**Instructions to follow:**
Please set down each record exactly as it appears, but leave out any pictures.

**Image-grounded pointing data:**

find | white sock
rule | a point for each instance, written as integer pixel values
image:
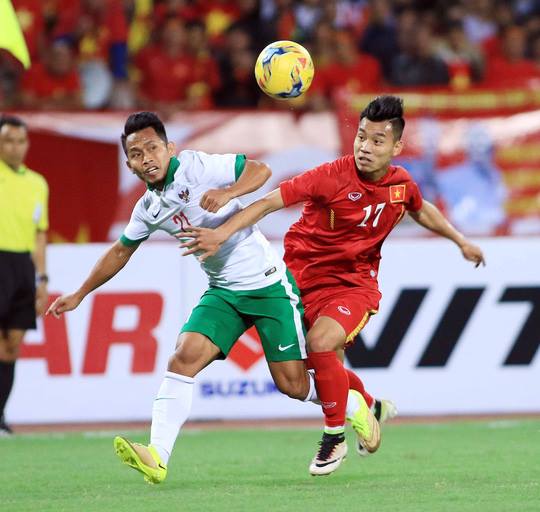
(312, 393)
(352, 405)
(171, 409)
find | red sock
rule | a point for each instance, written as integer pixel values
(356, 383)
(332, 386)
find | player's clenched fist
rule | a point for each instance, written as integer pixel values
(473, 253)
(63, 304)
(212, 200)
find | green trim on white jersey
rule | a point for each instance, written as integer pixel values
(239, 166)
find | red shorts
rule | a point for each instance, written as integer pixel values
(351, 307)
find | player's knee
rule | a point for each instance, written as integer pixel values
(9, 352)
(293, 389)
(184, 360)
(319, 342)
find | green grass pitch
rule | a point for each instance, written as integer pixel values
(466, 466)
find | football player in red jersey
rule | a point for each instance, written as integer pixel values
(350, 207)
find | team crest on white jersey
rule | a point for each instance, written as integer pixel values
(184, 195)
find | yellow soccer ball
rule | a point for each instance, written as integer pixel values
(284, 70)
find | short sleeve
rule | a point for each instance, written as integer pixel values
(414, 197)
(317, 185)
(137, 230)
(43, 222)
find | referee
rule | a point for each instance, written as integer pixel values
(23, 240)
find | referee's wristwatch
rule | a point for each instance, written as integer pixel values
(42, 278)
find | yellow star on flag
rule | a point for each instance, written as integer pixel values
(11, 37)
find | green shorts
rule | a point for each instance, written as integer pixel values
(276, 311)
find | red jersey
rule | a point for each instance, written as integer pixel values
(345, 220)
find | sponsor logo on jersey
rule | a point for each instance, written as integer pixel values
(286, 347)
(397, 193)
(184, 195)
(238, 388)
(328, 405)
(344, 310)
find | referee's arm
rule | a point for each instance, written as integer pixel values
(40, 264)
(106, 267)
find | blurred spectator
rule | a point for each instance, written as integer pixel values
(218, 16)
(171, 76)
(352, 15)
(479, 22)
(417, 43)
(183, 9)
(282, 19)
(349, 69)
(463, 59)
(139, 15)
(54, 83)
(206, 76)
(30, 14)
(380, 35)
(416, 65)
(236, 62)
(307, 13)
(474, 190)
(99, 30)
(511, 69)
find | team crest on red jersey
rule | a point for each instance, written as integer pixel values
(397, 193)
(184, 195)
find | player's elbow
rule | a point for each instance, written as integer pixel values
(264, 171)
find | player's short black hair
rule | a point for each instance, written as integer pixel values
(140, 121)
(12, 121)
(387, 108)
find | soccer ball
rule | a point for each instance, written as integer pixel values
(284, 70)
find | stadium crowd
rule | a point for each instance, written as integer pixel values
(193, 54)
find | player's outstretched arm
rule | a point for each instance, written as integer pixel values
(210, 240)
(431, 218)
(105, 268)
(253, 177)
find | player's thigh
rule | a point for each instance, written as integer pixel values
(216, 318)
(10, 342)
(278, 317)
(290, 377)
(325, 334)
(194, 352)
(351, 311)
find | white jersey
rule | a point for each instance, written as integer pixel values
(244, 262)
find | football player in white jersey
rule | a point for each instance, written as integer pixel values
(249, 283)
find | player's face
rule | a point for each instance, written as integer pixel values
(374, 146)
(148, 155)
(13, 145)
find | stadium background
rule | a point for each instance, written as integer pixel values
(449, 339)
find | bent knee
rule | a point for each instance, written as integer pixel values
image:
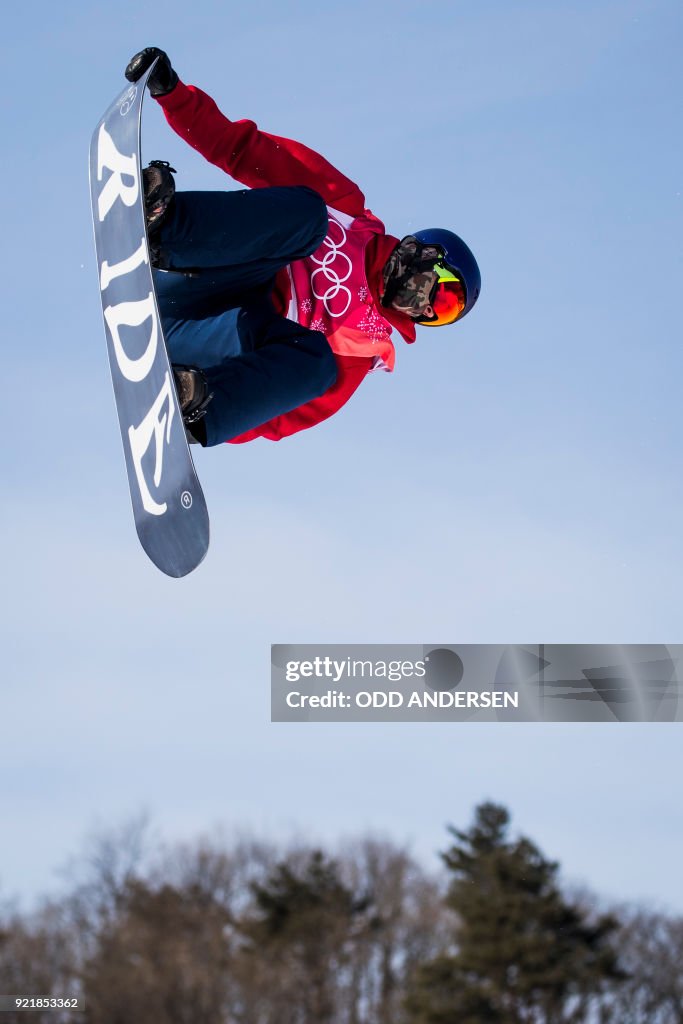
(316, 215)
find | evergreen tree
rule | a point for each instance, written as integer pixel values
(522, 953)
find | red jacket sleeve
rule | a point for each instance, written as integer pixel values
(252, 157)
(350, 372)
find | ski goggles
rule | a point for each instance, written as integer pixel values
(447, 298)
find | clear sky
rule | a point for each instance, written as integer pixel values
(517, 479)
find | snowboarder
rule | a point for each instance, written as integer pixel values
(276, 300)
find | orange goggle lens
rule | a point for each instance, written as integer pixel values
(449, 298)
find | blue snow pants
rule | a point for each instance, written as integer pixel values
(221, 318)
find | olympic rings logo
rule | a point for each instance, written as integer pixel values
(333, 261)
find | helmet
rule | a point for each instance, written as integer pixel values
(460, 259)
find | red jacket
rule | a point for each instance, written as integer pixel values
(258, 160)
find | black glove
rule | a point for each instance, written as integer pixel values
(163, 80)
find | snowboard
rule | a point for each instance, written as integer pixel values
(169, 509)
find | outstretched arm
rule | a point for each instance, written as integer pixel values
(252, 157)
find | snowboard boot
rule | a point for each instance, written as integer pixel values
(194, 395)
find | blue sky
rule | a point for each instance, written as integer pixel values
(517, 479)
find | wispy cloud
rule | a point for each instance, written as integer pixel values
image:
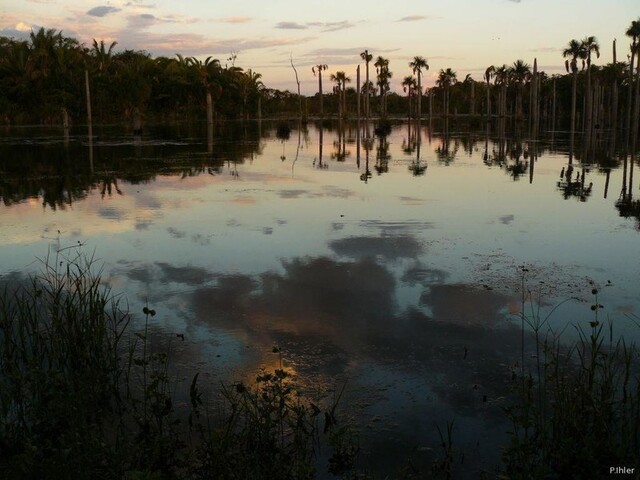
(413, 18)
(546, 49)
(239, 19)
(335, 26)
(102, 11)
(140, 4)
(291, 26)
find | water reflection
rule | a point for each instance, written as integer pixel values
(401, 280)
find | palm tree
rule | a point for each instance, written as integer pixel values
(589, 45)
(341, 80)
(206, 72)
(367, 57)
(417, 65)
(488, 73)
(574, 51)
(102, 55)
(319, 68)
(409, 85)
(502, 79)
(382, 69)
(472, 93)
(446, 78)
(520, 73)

**Solution:**
find | white sock
rule | a point for each instance, written as integer pixel values
image:
(312, 393)
(352, 405)
(171, 409)
find | red sock
rule | a point for each instance, written as integer pixel values
(356, 383)
(332, 386)
find | player's clenched fist
rule | a point for each instance, written as integer pixel values
(473, 253)
(63, 304)
(212, 200)
find | green trim on white jersey
rule | a point for each instance, written as integer pixel values
(239, 166)
find | red shorts
rule | a point for each instance, written as integer pixel values
(351, 307)
find | player's knee
rule | a point for each instance, written as integer pixel values
(9, 352)
(293, 389)
(184, 360)
(319, 342)
find | green grass pitch
rule | a point for each instance, written as integer pixel values
(466, 466)
find | football player in red jersey
rule | a point for each instance, written as integer pixel values
(350, 207)
find | team crest on white jersey
rule | a point for each instance, written as integer pixel values
(184, 195)
find | yellow soccer ball
rule | a point for each instance, written as integer pixel values
(284, 70)
find | short sleeve
rule | a point for each instance, written as integer pixel values
(414, 197)
(317, 185)
(137, 230)
(43, 222)
find | referee
rule | a point for each instance, written as integer pixel values
(23, 240)
find | referee's wristwatch
rule | a point for each instance, written as integer pixel values
(42, 278)
find | yellow star on flag
rule | a point for each instance, written as integer pixel values
(11, 37)
find | green shorts
rule | a point for each instance, written as integer pixel values
(276, 311)
find | red jersey
rule | a point for each instance, written as integer pixel values
(345, 220)
find | sponsor logo on jersey
rule | a point for each instance, written as integer pixel values
(286, 347)
(397, 193)
(184, 195)
(238, 388)
(328, 405)
(344, 310)
find | referee's arm
rule | a point for each instance, written as integer pixel values
(40, 264)
(106, 267)
find | blurred spectator
rule | a point for each instance, written as integer pixel values
(218, 16)
(171, 76)
(352, 15)
(479, 22)
(417, 43)
(183, 9)
(282, 19)
(349, 69)
(463, 59)
(139, 15)
(54, 83)
(206, 76)
(30, 14)
(380, 35)
(416, 65)
(236, 62)
(307, 13)
(474, 190)
(99, 30)
(511, 69)
find | team crest on red jersey
rule | a point for each instance, written as integer pixel values
(397, 193)
(184, 195)
find | player's elbow
rule | a point for each instance, written as integer pixel values
(264, 171)
find | player's short black hair
rule | a point for each instance, written as integer pixel values
(140, 121)
(12, 121)
(387, 108)
find | soccer ball
rule | a point for each instance, written as integer pixel values
(284, 70)
find | stadium crowd
rule | a point for each instance, written as integer pixel values
(193, 54)
find | player's outstretched arm
rule | a point for each instance, written as integer pixel values
(210, 240)
(431, 218)
(105, 268)
(253, 177)
find | player's thigh
rule | a point for each instance, written as integer pixel values
(216, 318)
(10, 342)
(278, 317)
(290, 377)
(325, 334)
(194, 352)
(351, 311)
find | white jersey
rule | a point for each instance, written as integer pixel values
(244, 262)
find | football player in white jersey
rule | a point for each instance, written as integer pixel values
(249, 283)
find | player's face
rule | a point for each instance, written as integer pixel values
(374, 146)
(148, 155)
(13, 145)
find | stadium background
rule | a point for each instance, written as integer pixel values
(449, 339)
find | bent knee
rule | a point for each instance, written as integer pixel values
image:
(316, 215)
find | evergreen tree
rule | a point for each instance, written as integer pixel values
(522, 953)
find | red jacket sleeve
rule | a point for each instance, written as integer pixel values
(252, 157)
(350, 372)
find | ski goggles
rule | a point for each instance, written as integer pixel values
(447, 298)
find | clear sky
rule | a point for each instance, written as integer pixel values
(517, 479)
find | snowboarder
rule | a point for each instance, written as integer pixel values
(276, 300)
find | orange goggle lens
rule | a point for each instance, written as integer pixel values
(449, 298)
find | blue snow pants
rule | a point for each instance, written as integer pixel values
(221, 318)
find | olympic rings logo
rule | a point for each instance, written as integer pixel values
(333, 261)
find | helmet
rule | a point for each instance, written as integer pixel values
(460, 259)
find | red jacket
rule | a point for each instance, written as integer pixel values
(258, 160)
find | black glove
rule | a point for each instance, written as integer pixel values
(163, 80)
find | snowboard
rule | a point for each instance, written as integer pixel values
(169, 509)
find | outstretched arm
rule | a point for each instance, written as integer pixel values
(252, 157)
find | snowboard boot
rule | a point for each instance, written as integer pixel values
(194, 395)
find | blue sky
rule | a point for each instance, written as integer pixel values
(517, 479)
find | wispy cloud
rule | a point for each instance, written as integer pixel values
image:
(413, 18)
(546, 49)
(239, 19)
(335, 26)
(102, 11)
(140, 4)
(291, 26)
find | water reflection
rule | a point for each instance, written as integer pixel values
(401, 280)
find | palm tree
rule | a point for each instance, written as integer pixel values
(589, 45)
(341, 80)
(206, 72)
(367, 57)
(417, 65)
(488, 73)
(574, 51)
(102, 55)
(319, 68)
(409, 85)
(502, 79)
(382, 69)
(472, 93)
(446, 78)
(520, 73)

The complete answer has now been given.